- GOAL OF THE EXERCISE
Some lines in the listing hold the word "monk". Return each of them.

*** SOURCE RECORDS ***

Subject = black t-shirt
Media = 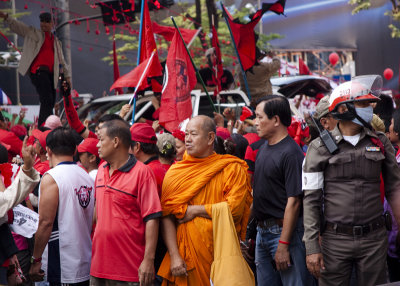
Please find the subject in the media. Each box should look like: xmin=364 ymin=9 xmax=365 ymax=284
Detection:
xmin=253 ymin=135 xmax=304 ymax=220
xmin=199 ymin=68 xmax=234 ymax=90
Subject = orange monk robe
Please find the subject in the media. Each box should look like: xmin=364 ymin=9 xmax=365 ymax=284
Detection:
xmin=158 ymin=152 xmax=253 ymax=286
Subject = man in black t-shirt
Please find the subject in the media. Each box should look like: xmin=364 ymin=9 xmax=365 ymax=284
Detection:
xmin=253 ymin=95 xmax=314 ymax=286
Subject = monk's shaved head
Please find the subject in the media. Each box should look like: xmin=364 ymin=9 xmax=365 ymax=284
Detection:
xmin=185 ymin=116 xmax=216 ymax=158
xmin=191 ymin=115 xmax=216 ymax=134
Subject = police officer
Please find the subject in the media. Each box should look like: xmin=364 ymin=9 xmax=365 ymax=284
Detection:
xmin=302 ymin=75 xmax=400 ymax=286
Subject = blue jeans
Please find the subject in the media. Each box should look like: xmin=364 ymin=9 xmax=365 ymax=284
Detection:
xmin=255 ymin=218 xmax=315 ymax=286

*** End of SOURCE RECORDS ***

- TASK ANSWER
Subject = orange monk robe
Subject = monk's shaved head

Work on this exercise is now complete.